→ REQUIREMENT
Find how many lines in the data below mention "white". Give the number only.

→ DATA FOR THIS TASK
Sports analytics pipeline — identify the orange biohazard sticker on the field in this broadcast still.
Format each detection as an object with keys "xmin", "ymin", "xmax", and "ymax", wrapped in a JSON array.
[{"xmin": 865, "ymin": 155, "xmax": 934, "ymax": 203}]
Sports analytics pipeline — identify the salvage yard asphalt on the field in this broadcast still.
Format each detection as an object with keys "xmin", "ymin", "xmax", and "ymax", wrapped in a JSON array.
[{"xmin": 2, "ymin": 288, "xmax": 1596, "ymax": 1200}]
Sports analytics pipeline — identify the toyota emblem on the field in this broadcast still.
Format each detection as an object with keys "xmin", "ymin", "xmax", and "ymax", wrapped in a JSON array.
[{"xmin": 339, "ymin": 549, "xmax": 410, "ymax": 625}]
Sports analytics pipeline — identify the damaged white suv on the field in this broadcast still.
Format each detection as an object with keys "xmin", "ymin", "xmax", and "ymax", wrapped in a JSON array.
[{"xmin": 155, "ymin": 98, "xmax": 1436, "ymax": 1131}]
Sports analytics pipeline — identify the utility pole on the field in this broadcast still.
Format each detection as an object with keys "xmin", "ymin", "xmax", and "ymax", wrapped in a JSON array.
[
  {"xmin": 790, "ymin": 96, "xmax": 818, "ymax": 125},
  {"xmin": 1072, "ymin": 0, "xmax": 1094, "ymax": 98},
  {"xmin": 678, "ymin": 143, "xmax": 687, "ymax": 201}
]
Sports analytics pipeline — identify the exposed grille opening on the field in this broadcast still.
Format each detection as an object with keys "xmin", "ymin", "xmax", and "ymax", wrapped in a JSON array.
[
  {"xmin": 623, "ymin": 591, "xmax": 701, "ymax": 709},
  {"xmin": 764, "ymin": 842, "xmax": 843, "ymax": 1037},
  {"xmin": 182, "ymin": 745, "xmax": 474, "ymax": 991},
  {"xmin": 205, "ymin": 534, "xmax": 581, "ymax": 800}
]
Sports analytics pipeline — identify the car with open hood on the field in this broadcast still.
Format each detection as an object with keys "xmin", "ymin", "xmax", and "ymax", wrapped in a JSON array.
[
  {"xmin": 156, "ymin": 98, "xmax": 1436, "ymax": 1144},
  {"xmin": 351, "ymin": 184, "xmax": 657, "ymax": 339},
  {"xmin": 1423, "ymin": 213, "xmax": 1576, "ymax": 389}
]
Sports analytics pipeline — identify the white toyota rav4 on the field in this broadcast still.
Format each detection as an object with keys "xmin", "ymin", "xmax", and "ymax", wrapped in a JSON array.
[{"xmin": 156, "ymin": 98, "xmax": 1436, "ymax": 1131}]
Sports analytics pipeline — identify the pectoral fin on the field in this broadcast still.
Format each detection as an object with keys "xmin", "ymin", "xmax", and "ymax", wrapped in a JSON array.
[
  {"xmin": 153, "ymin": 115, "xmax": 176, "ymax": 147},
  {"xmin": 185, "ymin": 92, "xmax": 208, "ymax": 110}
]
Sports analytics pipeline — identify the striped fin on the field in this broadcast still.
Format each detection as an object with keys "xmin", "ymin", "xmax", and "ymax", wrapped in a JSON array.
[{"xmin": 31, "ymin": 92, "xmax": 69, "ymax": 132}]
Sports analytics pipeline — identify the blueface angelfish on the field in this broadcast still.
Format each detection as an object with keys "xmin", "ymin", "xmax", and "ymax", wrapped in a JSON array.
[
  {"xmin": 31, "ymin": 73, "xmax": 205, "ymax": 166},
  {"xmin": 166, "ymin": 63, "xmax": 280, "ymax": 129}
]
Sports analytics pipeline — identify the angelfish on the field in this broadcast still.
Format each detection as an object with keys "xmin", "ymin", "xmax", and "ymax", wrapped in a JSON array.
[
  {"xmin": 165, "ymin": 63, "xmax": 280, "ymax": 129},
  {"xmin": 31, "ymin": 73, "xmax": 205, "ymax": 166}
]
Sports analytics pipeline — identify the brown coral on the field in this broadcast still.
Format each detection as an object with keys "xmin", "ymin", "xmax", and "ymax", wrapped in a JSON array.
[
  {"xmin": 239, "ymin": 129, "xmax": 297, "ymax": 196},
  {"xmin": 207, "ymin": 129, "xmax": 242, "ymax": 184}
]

→ EXERCISE OUTPUT
2